Text for analysis
- - - - -

  10. Great post and I’m glad you liked the class and book. I want to check it out now too. I think I really need to establish a routine or ritual as you suggest for my own personal writing time. I think that will help me write more of my personal work with ease.

  11. Perhaps we need to all have a writing session on the beach in the morning. I have a project or two that needs my attention and Viv needs to keep her hand in too. Can’t wait to see you next week!

  12. This sounds wonderful, Shary! Your writing with the monitor turned off reminds me of another writer (Natalia Sylvester) who wrote blindfolded for the same reasons. So much of it is figuring out what works for us personally, isn’t it? For me, I’m realizing that reading over my day’s writing progress (or even research notes or character sketches) right before bed is a good way for me to wake up motivated and with all of the WIP details still top-of-mind. And the other thing that has helped me make my writing a priority/stick to a schedule: deadlines with my crit partner. In fact, I finished my draft on May 24! I needed your chocolate celebration candy, didn’t I?

    I hope your new rituals are working wonderfully for you!

    • Congratulations on finishing your draft! You definitely must celebrate.

      I love your idea of reviewing your progress before bed so your brain can work while you’re sleeping. I’ll have to try that.

  13. Hi Shary, I hopped over to your blog from Julia Munroe Martin’s 🙂 What an interesting way of looking at the writing process! I love how scientific comparing a good writing session to a bad writing session is—it makes sense that there would be patterns and elements we might not have noticed. I’m going to have to pay more attention to what does and doesn’t work for me. Thanks!

    • Thanks for visiting from Julia’s great blog. I never thought of my comparison as being scientific, but I guess it was. Now I just have to continue the experiment and keep fine tuning.

  14. Hey, were you talking to me, Shary? I know you were, and I’m convicted. I have absolutely no excuse not to work on my novel. What else am I going to do since I CAN’T LEAVE THE HOUSE? okay, I’ll get my but in gear. And I may take a look to see if that book is available for my Nook. Thanks for the tip.

    • It’s rotten to be sidelined, but there is that little side benefit. You can still read and write. When I had foot surgery, I tried knitting and that was a dismal failure. Writing was much better. 🙂 I hope you’re able to entertain yourself while you recover.

  15. Shary, I can’t thank you enough for this post! I’ve been dancing around the edges of writing for a couple of years (“wanting to” but working outside of the home/feeling too depleted by day’s end to get anything substantial done.) Now that I’ve committed to writing full time, these tips were exactly what I needed to read before I dive in.
- - - - -
Data extract

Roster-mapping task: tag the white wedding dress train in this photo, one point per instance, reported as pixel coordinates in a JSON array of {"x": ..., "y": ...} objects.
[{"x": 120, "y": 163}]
- - - - -
Assignment A
Return the part of the blog comments that opens with the words containing "14. Hey, were" and closes with "for the tip.", copied exactly.
Assignment B
Answer these questions from the blog comments:
(i) On what date did the writer of comment 12 finish a draft?
(ii) From whose blog did the writer of comment 13 arrive?
(iii) What does the reply to comment 14 say was tried, unsuccessfully, after foot surgery?
Assignment C
List every person named in the blog comments.

Task result A
14. Hey, were you talking to me, Shary? I know you were, and I’m convicted. I have absolutely no excuse not to work on my novel. What else am I going to do since I CAN’T LEAVE THE HOUSE? okay, I’ll get my but in gear. And I may take a look to see if that book is available for my Nook. Thanks for the tip.

Task result B
(i) May 24
(ii) Julia Munroe Martin's
(iii) Knitting

Task result C
Shary, Viv, Natalia Sylvester, Julia Munroe Martin